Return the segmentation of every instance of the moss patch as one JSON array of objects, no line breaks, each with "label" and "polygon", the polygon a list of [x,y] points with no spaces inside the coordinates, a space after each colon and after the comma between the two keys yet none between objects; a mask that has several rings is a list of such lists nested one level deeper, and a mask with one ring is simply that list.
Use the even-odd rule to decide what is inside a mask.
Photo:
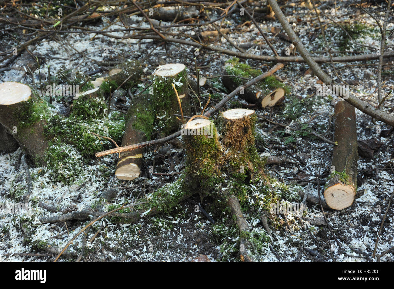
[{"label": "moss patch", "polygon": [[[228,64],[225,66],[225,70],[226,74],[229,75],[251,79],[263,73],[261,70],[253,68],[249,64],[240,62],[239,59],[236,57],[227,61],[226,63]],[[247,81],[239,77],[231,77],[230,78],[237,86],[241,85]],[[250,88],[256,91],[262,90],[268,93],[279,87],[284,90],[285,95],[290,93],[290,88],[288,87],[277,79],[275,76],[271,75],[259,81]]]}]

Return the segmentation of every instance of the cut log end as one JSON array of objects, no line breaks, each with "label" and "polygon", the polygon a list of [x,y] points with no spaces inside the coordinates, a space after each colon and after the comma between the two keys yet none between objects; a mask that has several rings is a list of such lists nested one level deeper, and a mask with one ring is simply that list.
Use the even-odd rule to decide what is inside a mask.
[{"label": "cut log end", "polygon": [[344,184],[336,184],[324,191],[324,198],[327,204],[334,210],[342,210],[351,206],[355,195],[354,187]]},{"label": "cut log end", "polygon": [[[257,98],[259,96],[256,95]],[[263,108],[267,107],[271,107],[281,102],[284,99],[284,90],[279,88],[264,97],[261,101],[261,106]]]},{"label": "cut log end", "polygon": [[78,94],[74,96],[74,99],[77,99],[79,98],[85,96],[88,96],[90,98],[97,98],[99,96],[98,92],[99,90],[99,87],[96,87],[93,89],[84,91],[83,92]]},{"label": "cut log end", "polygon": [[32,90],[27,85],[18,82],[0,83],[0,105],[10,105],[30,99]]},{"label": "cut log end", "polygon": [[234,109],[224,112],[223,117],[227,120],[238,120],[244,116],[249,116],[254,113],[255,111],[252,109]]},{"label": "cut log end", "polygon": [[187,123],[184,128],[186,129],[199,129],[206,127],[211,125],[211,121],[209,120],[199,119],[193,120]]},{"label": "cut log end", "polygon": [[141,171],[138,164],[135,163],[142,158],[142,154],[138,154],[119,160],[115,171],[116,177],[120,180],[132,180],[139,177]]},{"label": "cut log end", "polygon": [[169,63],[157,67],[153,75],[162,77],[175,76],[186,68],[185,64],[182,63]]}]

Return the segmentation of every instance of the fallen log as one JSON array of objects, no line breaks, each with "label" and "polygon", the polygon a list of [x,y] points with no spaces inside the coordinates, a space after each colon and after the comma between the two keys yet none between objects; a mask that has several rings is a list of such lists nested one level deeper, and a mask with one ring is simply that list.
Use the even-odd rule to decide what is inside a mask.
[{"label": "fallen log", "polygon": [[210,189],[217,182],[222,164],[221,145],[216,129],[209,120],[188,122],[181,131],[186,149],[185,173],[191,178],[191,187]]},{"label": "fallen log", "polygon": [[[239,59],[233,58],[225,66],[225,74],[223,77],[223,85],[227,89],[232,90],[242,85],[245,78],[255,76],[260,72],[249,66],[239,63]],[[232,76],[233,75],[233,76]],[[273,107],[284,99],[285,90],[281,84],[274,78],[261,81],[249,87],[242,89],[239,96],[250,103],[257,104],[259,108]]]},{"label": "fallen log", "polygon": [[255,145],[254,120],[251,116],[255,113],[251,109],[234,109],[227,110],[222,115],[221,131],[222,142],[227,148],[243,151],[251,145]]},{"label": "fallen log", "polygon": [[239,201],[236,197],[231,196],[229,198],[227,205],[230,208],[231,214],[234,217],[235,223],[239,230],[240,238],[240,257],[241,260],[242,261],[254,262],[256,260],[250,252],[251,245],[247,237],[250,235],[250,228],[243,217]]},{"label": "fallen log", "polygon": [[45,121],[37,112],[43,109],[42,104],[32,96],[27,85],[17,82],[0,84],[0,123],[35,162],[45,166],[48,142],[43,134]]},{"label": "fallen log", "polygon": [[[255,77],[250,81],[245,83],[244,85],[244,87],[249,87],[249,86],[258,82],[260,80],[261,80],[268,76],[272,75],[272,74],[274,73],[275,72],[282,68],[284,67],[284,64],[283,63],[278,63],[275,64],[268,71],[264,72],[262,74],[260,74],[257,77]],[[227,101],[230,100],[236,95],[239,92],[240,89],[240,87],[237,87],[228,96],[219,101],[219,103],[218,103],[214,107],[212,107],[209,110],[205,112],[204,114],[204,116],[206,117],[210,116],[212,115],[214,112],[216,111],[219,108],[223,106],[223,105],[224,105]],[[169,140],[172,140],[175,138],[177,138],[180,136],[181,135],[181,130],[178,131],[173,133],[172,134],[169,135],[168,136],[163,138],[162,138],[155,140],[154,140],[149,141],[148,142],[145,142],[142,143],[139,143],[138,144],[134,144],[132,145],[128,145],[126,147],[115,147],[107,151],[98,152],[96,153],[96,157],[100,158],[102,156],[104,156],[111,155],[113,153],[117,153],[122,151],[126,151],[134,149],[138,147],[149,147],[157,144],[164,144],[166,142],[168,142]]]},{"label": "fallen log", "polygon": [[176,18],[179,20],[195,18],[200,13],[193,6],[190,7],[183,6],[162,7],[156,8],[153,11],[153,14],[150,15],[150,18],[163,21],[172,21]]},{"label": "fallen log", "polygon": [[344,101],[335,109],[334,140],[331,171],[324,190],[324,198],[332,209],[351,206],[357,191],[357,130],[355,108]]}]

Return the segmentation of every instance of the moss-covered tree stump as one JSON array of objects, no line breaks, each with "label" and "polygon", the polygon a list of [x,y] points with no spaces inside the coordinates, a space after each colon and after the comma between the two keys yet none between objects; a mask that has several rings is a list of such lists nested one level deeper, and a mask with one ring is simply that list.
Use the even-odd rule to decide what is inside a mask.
══════════
• [Written problem]:
Copy every row above word for word, but leave out the picture.

• [Response to this task]:
Return the segmentation of every instance of the moss patch as one JSON array of objects, no line breaks, each with "label" and "polygon", the polygon a list of [x,y] points with no spaces inside the coordinates, a space after each colon and after the comma between the two keys yet none between objects; a mask that has several rings is a list of such lists nested one level deeper, and a mask with one ring is simply that list.
Use the even-odd rule to decide what is inside a mask.
Photo:
[{"label": "moss patch", "polygon": [[[228,64],[225,66],[225,70],[226,74],[229,75],[251,79],[263,73],[261,70],[253,68],[249,64],[240,62],[239,59],[236,57],[227,61],[226,63]],[[247,81],[239,77],[231,77],[230,78],[237,86],[241,85]],[[250,88],[256,91],[262,90],[268,93],[279,87],[284,90],[285,95],[290,93],[290,88],[288,87],[277,79],[275,76],[271,75],[259,81]]]}]

Return the segmentation of every instance of the cut log end as one JSON array of objects, no line breaks, each with "label" and "polygon", the polygon a list of [x,y] points with no spaces inside the coordinates, a space after each colon and after the comma between the two keys yet none between objects; a mask that has several rings is a list of such lists nested one level deeper, and a mask with one ring is simply that list.
Use the even-odd rule to decide what is inside a mask.
[{"label": "cut log end", "polygon": [[344,184],[336,184],[324,191],[324,198],[327,204],[334,210],[342,210],[351,206],[355,195],[354,187]]},{"label": "cut log end", "polygon": [[[257,98],[259,96],[256,95]],[[263,108],[267,107],[271,107],[281,102],[284,99],[284,90],[279,88],[264,97],[261,101],[261,106]]]},{"label": "cut log end", "polygon": [[78,94],[74,96],[74,99],[77,99],[79,98],[85,96],[88,96],[90,98],[97,98],[99,96],[98,92],[99,90],[99,87],[96,87],[93,89],[84,91],[83,92]]},{"label": "cut log end", "polygon": [[32,90],[27,85],[18,82],[0,83],[0,105],[10,105],[30,99]]},{"label": "cut log end", "polygon": [[234,109],[224,112],[223,117],[227,120],[238,120],[244,116],[249,116],[254,113],[255,111],[252,109]]},{"label": "cut log end", "polygon": [[187,123],[184,128],[186,129],[199,129],[206,127],[211,125],[211,121],[209,120],[199,119],[193,120]]},{"label": "cut log end", "polygon": [[141,171],[138,164],[135,163],[142,158],[142,154],[138,154],[119,160],[115,171],[116,177],[120,180],[132,180],[139,177]]},{"label": "cut log end", "polygon": [[169,63],[157,67],[153,75],[162,77],[175,76],[186,68],[185,64],[182,63]]}]

Return the segmentation of every instance of the fallen log as one JSON array of objects, no line breaks, each with "label" and "polygon", the polygon a list of [x,y] points with no spaces inside the coordinates, a space after each colon and after the comma between the two keys yet none between objects; a mask that has several rings is a list of such lists nested one level deeper, and a mask with one ring is simply that list.
Use the even-odd rule to decide what is inside a mask.
[{"label": "fallen log", "polygon": [[210,189],[217,182],[222,164],[221,145],[216,129],[209,120],[188,122],[181,131],[186,149],[185,173],[191,178],[191,187]]},{"label": "fallen log", "polygon": [[[239,59],[233,58],[225,66],[225,74],[223,77],[223,85],[227,89],[232,90],[242,85],[245,78],[255,76],[260,72],[249,66],[239,63]],[[232,76],[233,75],[233,76]],[[273,107],[284,99],[285,90],[281,84],[274,78],[261,81],[249,87],[242,89],[239,96],[250,103],[257,104],[259,108]]]},{"label": "fallen log", "polygon": [[255,145],[254,120],[251,116],[255,113],[251,109],[234,109],[227,110],[222,115],[221,131],[222,142],[227,148],[243,151],[251,145]]},{"label": "fallen log", "polygon": [[239,201],[236,197],[231,196],[229,198],[227,205],[230,208],[231,214],[234,217],[235,223],[239,230],[240,238],[240,257],[241,260],[242,261],[254,262],[256,260],[250,252],[251,245],[247,237],[250,235],[250,228],[243,217]]},{"label": "fallen log", "polygon": [[45,121],[37,112],[43,109],[42,104],[32,96],[27,85],[17,82],[0,84],[0,123],[35,162],[45,166],[48,142],[43,134]]},{"label": "fallen log", "polygon": [[[255,77],[250,81],[245,83],[244,85],[244,87],[249,87],[249,86],[258,82],[260,80],[261,80],[268,76],[272,75],[272,74],[274,73],[275,72],[282,68],[284,67],[284,64],[283,63],[278,63],[275,64],[268,71],[264,72],[262,74],[260,74],[257,77]],[[227,101],[230,100],[236,95],[239,92],[240,89],[240,87],[237,87],[228,96],[219,101],[219,103],[218,103],[214,107],[212,107],[209,110],[205,112],[204,114],[204,116],[206,117],[210,116],[212,115],[214,112],[216,111],[219,108],[223,106],[223,105],[224,105]],[[169,140],[172,140],[175,138],[177,138],[180,136],[181,135],[181,130],[178,131],[173,133],[172,134],[169,135],[168,136],[163,138],[162,138],[155,140],[154,140],[149,141],[148,142],[145,142],[142,143],[139,143],[138,144],[134,144],[132,145],[128,145],[126,147],[115,147],[107,151],[98,152],[96,153],[96,157],[100,158],[102,156],[104,156],[111,155],[113,153],[117,153],[122,151],[126,151],[134,149],[138,147],[149,147],[157,144],[164,144],[166,142],[168,142]]]},{"label": "fallen log", "polygon": [[176,18],[179,20],[195,18],[200,13],[193,6],[190,7],[183,6],[162,7],[156,8],[153,11],[153,14],[150,15],[150,18],[163,21],[172,21]]},{"label": "fallen log", "polygon": [[344,101],[335,109],[334,140],[331,171],[324,190],[324,198],[332,209],[351,206],[357,191],[357,130],[355,108]]}]

Return the segmentation of every instance of the moss-covered tree stump as one JSON array of objects, no line breaks, each with "label" and "polygon", the polygon a list of [x,y] points with no spaces inside the coordinates, a space after each colon and after the comma between the two keys yet none between objects; a mask that has several rings is a list of such lists nested one level deeper, and a mask with one ring is simply that list.
Use the even-odd rule to decide what is inside a mask.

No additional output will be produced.